## Provided data
++++
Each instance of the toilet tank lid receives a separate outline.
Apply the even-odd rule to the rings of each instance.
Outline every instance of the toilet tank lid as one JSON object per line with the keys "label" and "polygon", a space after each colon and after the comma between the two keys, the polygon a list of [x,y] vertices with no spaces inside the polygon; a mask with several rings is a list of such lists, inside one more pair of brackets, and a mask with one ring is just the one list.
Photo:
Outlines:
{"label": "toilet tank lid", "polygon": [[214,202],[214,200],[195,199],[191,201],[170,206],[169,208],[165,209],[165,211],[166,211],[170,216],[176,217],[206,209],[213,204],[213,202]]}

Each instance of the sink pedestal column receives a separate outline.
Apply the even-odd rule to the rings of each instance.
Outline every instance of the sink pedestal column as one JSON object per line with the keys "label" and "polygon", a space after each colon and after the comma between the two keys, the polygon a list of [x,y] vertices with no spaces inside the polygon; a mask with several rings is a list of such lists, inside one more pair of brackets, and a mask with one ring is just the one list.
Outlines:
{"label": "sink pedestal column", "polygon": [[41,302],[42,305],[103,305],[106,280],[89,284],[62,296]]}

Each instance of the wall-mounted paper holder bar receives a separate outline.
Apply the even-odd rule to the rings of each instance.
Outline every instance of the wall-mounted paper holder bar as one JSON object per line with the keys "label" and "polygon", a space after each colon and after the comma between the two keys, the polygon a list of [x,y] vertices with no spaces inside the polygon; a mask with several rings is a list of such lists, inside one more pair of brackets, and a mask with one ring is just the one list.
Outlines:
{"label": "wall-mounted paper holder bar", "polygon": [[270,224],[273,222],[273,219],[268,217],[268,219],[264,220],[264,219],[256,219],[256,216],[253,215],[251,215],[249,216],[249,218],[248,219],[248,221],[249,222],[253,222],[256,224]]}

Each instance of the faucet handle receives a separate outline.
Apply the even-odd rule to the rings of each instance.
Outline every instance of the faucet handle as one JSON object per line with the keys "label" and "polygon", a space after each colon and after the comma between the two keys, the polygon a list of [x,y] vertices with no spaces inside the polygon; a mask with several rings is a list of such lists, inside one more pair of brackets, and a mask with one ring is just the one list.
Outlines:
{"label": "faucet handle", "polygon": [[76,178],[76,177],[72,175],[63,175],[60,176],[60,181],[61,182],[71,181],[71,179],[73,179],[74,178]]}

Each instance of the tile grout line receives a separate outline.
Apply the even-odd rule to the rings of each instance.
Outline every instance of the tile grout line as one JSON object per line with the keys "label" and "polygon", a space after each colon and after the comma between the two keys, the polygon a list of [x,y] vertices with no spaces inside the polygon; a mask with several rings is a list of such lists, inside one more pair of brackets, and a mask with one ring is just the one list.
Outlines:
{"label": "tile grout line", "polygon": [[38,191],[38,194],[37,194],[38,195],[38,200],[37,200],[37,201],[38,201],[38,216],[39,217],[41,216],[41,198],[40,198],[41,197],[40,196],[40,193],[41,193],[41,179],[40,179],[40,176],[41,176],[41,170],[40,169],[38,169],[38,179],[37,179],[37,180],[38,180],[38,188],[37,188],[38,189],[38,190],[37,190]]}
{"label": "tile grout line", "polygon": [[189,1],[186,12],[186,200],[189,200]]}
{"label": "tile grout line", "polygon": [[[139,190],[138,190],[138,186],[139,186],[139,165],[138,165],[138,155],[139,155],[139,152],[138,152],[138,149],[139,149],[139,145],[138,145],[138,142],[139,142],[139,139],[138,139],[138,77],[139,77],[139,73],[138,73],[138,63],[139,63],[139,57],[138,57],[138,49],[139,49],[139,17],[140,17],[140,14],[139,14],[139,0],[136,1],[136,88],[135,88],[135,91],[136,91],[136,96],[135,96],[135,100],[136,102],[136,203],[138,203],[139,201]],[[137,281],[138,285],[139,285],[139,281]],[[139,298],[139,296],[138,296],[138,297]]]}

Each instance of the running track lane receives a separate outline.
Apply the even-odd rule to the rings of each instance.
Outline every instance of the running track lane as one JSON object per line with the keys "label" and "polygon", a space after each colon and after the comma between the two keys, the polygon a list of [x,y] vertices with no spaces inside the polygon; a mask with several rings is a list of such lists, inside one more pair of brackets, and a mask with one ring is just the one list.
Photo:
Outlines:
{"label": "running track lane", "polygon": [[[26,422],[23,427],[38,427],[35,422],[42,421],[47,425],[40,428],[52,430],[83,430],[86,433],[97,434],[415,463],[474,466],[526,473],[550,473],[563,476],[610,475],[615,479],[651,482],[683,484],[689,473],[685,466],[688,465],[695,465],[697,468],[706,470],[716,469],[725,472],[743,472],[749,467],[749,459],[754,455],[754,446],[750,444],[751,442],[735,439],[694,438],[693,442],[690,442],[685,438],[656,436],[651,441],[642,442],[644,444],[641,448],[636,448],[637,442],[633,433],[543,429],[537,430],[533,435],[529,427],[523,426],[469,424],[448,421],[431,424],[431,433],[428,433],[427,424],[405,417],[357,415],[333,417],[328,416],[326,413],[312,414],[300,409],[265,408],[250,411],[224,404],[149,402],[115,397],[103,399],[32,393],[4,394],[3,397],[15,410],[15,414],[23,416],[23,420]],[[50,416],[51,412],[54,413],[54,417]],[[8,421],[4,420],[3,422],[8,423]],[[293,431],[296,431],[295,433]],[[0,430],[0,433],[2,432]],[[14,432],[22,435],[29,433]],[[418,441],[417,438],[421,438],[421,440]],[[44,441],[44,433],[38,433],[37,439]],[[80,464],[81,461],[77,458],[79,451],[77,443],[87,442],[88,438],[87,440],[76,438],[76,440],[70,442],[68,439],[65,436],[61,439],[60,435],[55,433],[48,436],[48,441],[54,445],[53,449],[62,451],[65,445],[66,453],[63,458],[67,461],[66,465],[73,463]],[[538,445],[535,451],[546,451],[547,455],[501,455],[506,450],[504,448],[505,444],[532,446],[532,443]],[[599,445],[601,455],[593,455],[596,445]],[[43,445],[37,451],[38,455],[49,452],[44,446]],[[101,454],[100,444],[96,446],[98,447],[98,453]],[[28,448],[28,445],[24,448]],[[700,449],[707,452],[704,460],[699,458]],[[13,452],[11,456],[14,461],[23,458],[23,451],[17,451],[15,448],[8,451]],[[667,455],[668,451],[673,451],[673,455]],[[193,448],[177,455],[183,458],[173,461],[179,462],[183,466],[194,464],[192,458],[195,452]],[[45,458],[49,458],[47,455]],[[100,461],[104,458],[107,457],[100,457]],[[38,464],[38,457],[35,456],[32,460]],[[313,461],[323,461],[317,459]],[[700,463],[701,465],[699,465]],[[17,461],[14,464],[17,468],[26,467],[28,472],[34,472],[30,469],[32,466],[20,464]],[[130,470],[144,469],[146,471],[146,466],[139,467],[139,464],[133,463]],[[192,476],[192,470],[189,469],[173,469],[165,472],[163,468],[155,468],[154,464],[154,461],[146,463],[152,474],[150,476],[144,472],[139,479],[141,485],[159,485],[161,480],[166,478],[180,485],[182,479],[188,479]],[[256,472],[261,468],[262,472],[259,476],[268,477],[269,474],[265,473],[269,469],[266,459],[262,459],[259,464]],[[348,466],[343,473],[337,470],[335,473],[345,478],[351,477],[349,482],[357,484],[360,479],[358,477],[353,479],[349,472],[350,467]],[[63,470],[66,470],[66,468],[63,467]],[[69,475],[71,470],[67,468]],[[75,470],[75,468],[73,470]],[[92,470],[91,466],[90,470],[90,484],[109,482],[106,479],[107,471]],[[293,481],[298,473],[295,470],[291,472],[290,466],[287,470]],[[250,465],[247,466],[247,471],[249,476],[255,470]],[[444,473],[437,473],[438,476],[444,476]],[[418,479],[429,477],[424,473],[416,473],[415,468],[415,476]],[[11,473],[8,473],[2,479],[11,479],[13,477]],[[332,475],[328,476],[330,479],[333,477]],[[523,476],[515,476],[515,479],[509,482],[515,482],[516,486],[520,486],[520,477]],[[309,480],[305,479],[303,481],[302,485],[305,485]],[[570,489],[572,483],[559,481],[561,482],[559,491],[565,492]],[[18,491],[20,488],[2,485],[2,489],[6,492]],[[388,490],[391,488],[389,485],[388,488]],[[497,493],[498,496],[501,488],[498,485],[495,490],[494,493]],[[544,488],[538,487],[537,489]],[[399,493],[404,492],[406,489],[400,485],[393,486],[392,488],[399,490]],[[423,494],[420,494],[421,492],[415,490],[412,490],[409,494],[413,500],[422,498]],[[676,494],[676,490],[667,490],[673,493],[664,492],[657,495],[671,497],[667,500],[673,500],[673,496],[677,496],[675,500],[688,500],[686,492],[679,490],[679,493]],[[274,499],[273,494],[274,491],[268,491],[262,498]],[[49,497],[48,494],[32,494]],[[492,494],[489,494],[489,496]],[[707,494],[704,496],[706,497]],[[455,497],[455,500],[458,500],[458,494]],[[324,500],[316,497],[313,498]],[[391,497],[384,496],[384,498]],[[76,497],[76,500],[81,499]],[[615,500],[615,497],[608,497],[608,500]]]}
++++
## Given task
Which lines in the material above contain the word "pedestal"? Report each of them in full.

## Response to this exercise
Each instance of the sink pedestal column receives a separate outline.
Outline every instance of the sink pedestal column as one JSON object per line with the keys "label" and "polygon", a space after each colon and after the comma between the two keys, the polygon a list of [x,y] vertices with no spaces inside the polygon; a mask with several rings is a list of such lists, inside one more pair of brackets, and a mask with one ring is just the one list.
{"label": "sink pedestal column", "polygon": [[41,302],[42,305],[103,305],[106,280],[89,284],[62,296]]}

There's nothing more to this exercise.